La présence du narrateur
- Le narrateur méprise les Thénardier. C'est un narrateur omniscient qui sait tout, ce que pense le peuple, qui sont vraiment les Thénardier, la vie de Cosette.
- Le narrateur insiste sur l'âge de Cosette : "avant cinq ans".
- Il sait ce que le lecteur va penser : "invraisemblable, dira-t-on". L'interjection "hélas" souligne que c'est possible, déplore que c'est possible.
- Hugo dénonce la misère qui peut arriver à "tout âge".
- Le narrateur semble défaitiste : "voilà tout".
- Le narrateur cite les propos des Thénardier, il met entre guillemets "créature" et "mangeait". Il ne pense pas que Cosette est une créature, et il sait qu'elle ne mange presque pas.
- L'ironie du narrateur peint la méchanceté des Thénardier : "ils se crurent autorisés". Il dénonce leur avarice.
En quoi ce texte est-il pathétique ?
==================================================
Consignes:
• A. Répondez brièvement à ces questions sur la fiche consacrée au narrateur :
(i) Quelle expression sert au narrateur pour insister sur l'âge de Cosette ?
(ii) Quelle interjection souligne que c'est possible ?
(iii) Quels deux mots le narrateur place-t-il entre guillemets en citant les Thénardier ?
• B. Poursuivez la fiche consacrée au narrateur à la suite de sa dernière ligne.

Entrées de pointage d'objets nommés:
==================================================
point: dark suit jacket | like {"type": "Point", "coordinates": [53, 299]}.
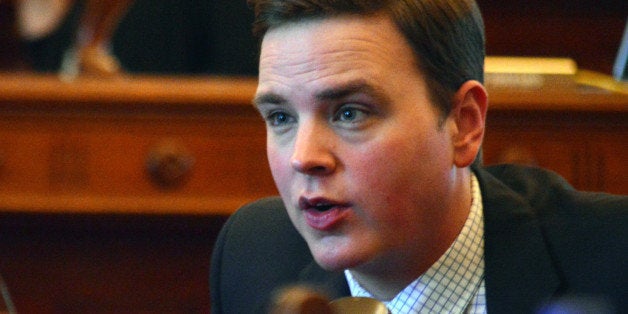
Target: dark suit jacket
{"type": "Point", "coordinates": [543, 240]}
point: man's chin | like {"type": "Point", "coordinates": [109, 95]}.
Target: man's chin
{"type": "Point", "coordinates": [335, 260]}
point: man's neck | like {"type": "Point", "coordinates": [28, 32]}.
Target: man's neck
{"type": "Point", "coordinates": [386, 277]}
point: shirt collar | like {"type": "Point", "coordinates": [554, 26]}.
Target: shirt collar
{"type": "Point", "coordinates": [450, 284]}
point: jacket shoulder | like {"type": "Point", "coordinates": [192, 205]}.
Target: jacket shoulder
{"type": "Point", "coordinates": [257, 251]}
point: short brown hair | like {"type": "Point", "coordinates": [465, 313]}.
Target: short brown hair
{"type": "Point", "coordinates": [447, 36]}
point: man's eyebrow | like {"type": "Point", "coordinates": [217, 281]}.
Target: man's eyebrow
{"type": "Point", "coordinates": [351, 88]}
{"type": "Point", "coordinates": [268, 98]}
{"type": "Point", "coordinates": [329, 94]}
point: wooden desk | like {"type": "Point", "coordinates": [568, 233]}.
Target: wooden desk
{"type": "Point", "coordinates": [196, 146]}
{"type": "Point", "coordinates": [87, 226]}
{"type": "Point", "coordinates": [130, 145]}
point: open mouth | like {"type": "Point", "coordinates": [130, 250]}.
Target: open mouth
{"type": "Point", "coordinates": [323, 207]}
{"type": "Point", "coordinates": [323, 214]}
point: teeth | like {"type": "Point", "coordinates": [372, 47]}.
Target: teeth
{"type": "Point", "coordinates": [323, 207]}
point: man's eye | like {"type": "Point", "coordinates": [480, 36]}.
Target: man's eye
{"type": "Point", "coordinates": [278, 118]}
{"type": "Point", "coordinates": [350, 114]}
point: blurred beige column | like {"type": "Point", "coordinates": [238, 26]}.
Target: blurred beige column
{"type": "Point", "coordinates": [90, 54]}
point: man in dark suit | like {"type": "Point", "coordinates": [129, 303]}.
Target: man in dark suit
{"type": "Point", "coordinates": [164, 37]}
{"type": "Point", "coordinates": [375, 114]}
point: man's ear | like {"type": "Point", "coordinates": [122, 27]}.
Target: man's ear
{"type": "Point", "coordinates": [469, 115]}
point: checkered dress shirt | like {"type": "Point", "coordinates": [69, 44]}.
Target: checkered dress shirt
{"type": "Point", "coordinates": [455, 283]}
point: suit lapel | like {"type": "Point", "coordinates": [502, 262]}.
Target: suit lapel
{"type": "Point", "coordinates": [520, 275]}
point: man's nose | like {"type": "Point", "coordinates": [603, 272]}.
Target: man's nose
{"type": "Point", "coordinates": [313, 151]}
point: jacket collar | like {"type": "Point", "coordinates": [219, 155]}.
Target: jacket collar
{"type": "Point", "coordinates": [520, 275]}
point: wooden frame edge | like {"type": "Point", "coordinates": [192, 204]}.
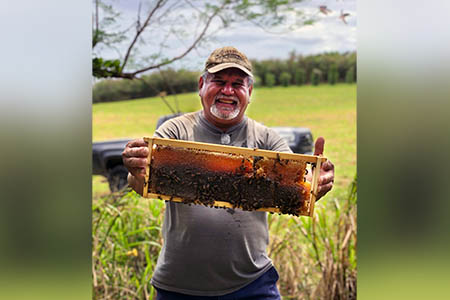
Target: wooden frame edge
{"type": "Point", "coordinates": [316, 160]}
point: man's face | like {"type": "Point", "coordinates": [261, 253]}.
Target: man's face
{"type": "Point", "coordinates": [225, 96]}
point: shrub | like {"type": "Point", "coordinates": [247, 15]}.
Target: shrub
{"type": "Point", "coordinates": [257, 81]}
{"type": "Point", "coordinates": [333, 75]}
{"type": "Point", "coordinates": [350, 75]}
{"type": "Point", "coordinates": [285, 79]}
{"type": "Point", "coordinates": [270, 79]}
{"type": "Point", "coordinates": [316, 74]}
{"type": "Point", "coordinates": [300, 76]}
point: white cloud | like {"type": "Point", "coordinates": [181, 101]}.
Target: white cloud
{"type": "Point", "coordinates": [329, 33]}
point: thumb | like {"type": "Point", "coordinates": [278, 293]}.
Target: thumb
{"type": "Point", "coordinates": [318, 147]}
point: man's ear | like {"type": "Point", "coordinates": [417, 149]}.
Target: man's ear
{"type": "Point", "coordinates": [200, 83]}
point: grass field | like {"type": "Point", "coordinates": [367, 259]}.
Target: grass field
{"type": "Point", "coordinates": [329, 111]}
{"type": "Point", "coordinates": [315, 256]}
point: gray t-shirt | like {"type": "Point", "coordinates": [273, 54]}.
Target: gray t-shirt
{"type": "Point", "coordinates": [207, 251]}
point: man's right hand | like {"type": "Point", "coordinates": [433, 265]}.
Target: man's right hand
{"type": "Point", "coordinates": [135, 160]}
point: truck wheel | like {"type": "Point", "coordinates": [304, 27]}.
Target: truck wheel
{"type": "Point", "coordinates": [117, 178]}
==================================================
Réponses:
• A.
(i) « avant cinq ans »
(ii) « hélas »
(iii) « créature » et « mangeait »

• B.
I. La misère sociale
II. Le portrait physique de Cosette
III. La tristesse du personnage
Comment le narrateur marque-t-il sa présence ?
I. Le narrateur omniscient
II. L'attaque contre les Thénardier
III. L'empathie pour Cosette
En quoi la situation de Cosette est-elle pathétique ?
I. Le portrait physique de Cosette
II. Les corvées d'une enfant
III. La tristesse du personnage
En quoi Cosette devient-elle un symbole de la misère sociale ?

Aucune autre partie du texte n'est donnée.